### Extracted data
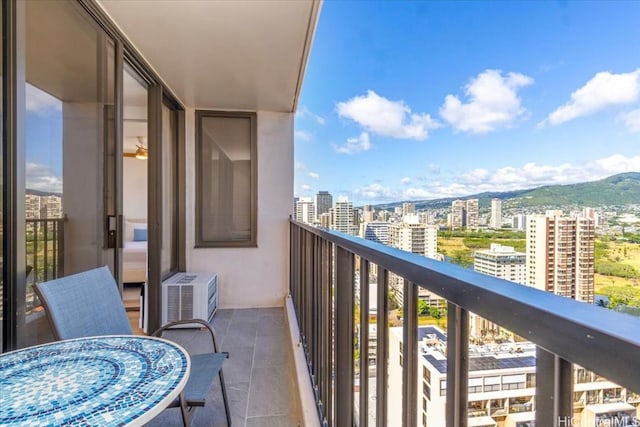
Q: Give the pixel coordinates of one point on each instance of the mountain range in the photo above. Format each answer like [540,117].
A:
[617,190]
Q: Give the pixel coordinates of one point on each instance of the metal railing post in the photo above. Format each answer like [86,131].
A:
[410,355]
[364,343]
[344,337]
[382,350]
[554,390]
[457,365]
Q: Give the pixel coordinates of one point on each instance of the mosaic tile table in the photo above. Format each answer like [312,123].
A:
[114,381]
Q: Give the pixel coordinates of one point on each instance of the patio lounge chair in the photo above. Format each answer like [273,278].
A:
[89,304]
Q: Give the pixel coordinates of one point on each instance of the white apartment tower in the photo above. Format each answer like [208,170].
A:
[464,213]
[408,208]
[412,236]
[501,261]
[496,213]
[457,214]
[471,214]
[342,218]
[324,202]
[505,263]
[560,255]
[377,231]
[305,210]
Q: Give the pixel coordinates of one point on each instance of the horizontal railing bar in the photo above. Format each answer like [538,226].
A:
[577,332]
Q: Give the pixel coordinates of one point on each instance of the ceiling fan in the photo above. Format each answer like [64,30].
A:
[141,151]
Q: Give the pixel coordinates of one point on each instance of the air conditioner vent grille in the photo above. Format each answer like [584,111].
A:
[189,296]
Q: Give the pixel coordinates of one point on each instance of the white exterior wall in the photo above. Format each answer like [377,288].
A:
[431,241]
[252,277]
[537,248]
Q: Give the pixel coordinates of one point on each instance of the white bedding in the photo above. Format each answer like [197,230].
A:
[134,257]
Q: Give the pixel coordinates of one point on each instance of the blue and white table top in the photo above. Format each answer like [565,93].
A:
[111,380]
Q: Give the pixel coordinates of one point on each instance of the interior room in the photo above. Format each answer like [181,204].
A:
[134,188]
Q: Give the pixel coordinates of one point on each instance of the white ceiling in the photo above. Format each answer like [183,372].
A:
[223,54]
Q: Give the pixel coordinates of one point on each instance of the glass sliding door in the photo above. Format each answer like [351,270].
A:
[69,103]
[134,190]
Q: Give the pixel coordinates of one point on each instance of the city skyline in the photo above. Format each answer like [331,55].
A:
[505,96]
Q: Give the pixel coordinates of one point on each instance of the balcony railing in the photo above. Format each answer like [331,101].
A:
[323,287]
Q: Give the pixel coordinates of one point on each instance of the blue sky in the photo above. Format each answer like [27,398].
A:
[424,99]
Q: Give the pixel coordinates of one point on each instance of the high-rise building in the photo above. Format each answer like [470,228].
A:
[305,210]
[560,255]
[368,214]
[324,202]
[383,216]
[457,214]
[464,213]
[325,219]
[377,231]
[496,213]
[43,206]
[342,218]
[408,208]
[501,390]
[499,261]
[412,236]
[472,214]
[520,222]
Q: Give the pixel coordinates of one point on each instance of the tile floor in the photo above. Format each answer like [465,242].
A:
[259,373]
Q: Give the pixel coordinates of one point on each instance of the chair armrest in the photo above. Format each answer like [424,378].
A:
[173,325]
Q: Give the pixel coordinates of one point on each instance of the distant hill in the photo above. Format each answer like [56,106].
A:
[617,190]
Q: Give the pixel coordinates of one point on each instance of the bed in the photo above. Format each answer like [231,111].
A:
[134,252]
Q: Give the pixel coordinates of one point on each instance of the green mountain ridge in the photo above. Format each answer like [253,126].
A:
[617,190]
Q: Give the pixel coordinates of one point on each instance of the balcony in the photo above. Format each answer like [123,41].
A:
[327,301]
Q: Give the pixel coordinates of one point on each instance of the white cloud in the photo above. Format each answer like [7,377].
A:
[305,112]
[507,178]
[604,90]
[41,102]
[302,135]
[631,120]
[387,118]
[493,103]
[376,192]
[355,145]
[42,178]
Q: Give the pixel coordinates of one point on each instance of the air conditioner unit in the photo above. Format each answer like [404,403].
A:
[189,296]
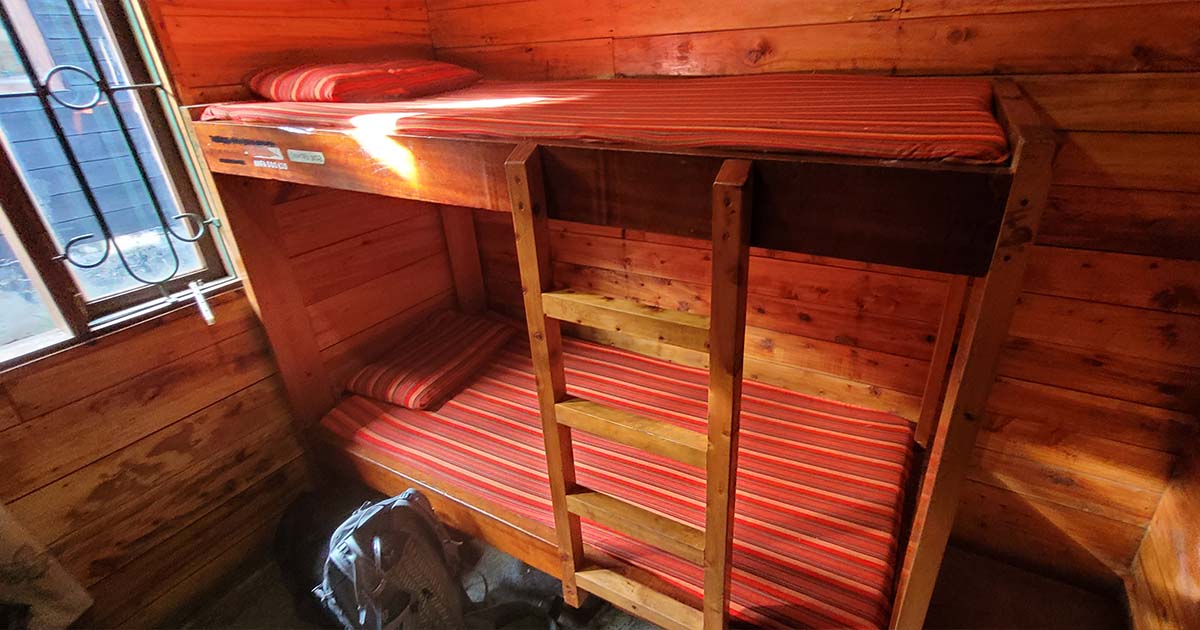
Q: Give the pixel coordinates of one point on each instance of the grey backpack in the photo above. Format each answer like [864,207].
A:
[393,565]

### Written request
Return the full material word for word. Do not include the pictures.

### Finished task
Q: Give the pixel coordinates of one point on each instance of the mountain range in the photo above. Format each answer like [540,117].
A:
[617,190]
Q: Give the pixel coordinates of one point on each instance of the metal railing post in the photo above. Format each answer like [86,131].
A:
[410,355]
[364,343]
[344,337]
[382,350]
[554,390]
[457,365]
Q: Give the pixel coordinates of one point on each instance of the mosaic tile table in the photo above. Format each answer like [312,123].
A:
[114,381]
Q: Give the pixel coordinates of one point on each instance of the patio lounge chair in the photo above. Format each answer like [273,278].
A:
[89,304]
Q: Give the pixel coordinates of one point on each instance of the white apartment tower in the photo above. Format each answer like [208,170].
A:
[464,213]
[408,208]
[412,236]
[501,261]
[496,213]
[457,214]
[471,214]
[342,218]
[324,202]
[505,263]
[560,255]
[377,231]
[305,210]
Q: Give the pixel coordinates of one point on each instance of the horizontal railing bar in the photo above. Format each answer like [538,226].
A:
[577,332]
Q: Give the pixel coordinates of one point on each instance of the ceiling fan in the photo above. Format each answer like [64,30].
A:
[141,151]
Q: Give the pixel coordinates of one point on each instance of the air conditioner vent grille in the photo above. Format each answer like [584,111].
A:
[189,296]
Q: Give the pixel coordinates of one point on each instance of the white exterior wall in the photo above. Format each answer like [377,288].
A:
[431,241]
[252,277]
[537,248]
Q: Give the pixel coordinates of one point on each instance of the white bedding in the photo above. Format each answer like [197,230].
A:
[134,257]
Q: Give the pixel coordinates of one point on each instance of the blue and white table top in the photo above. Format each answer like [565,93].
A:
[111,380]
Q: Give the pixel coordinates of one point on each instance of the interior room in the photo above. Format each answer like [181,204].
A:
[134,188]
Q: Give the pixel coordinates of one point on each instance of the white ceiling in the photo above. Format each answer like [183,372].
A:
[223,54]
Q: Give the pixel coordinates of one point on each instance of the glass sliding door in the photo above. Format each answer like [351,270].
A:
[69,103]
[134,190]
Q: Give the pixel coordinates of one point on each instance of the city skyline in the photo above. Format each answer like [331,55].
A:
[505,96]
Q: Give the pixel coordinates of one point on each instance of the balcony railing in the photo above. Format each answer like [331,101].
A:
[323,287]
Q: Give the pixel coordinates of one point on each instance of the blue sky in the photo above. Format each answer like [27,398].
A:
[424,99]
Q: Give the pixel coordinates of one point on each instance of the high-rise building in the photo above. Format each answer like [470,228].
A:
[305,210]
[560,255]
[368,214]
[324,202]
[383,216]
[457,214]
[464,213]
[325,219]
[377,231]
[496,213]
[43,206]
[342,218]
[408,208]
[501,390]
[499,261]
[412,236]
[472,214]
[520,222]
Q: Give the pixel coordinates of one point on each instance of the tile floor in the photo above. Format each answer like [465,242].
A:
[259,373]
Q: Give the pixel coordinates of one point on each instance of the chair armrest in the photo above. Format each answer like [424,378].
A:
[173,325]
Q: Give the pixel coordinates of one point on each instance of the distant hill in the photo above. Format each answer like [56,106].
A:
[617,190]
Q: Give the pixel coordinates of one point on each instance of the bed in the photo above. Format each answer like [231,111].
A:
[134,252]
Q: Give the pixel coordinates of one point on each instance of the green mountain ridge in the photo above. Format each answer like [253,126].
A:
[617,190]
Q: Give the pixel coordinates of one point on each instance of the balcony in the photo above. Format each answer like [123,41].
A:
[327,301]
Q: Give the pixel coordinates of one point on each instance of the white cloud in the photo above. Format each answer like [7,377].
A:
[305,112]
[507,178]
[604,90]
[41,102]
[302,135]
[631,120]
[387,118]
[493,103]
[376,192]
[355,145]
[42,178]
Q: Give the pixel coordinates of one point on each instance of the air conditioner unit in the photo above. Format each answer like [404,403].
A:
[189,296]
Q: Give the pixel coordinates of one point on each instance of the grey backpack in the photo above. Format each answer like [864,207].
A:
[393,565]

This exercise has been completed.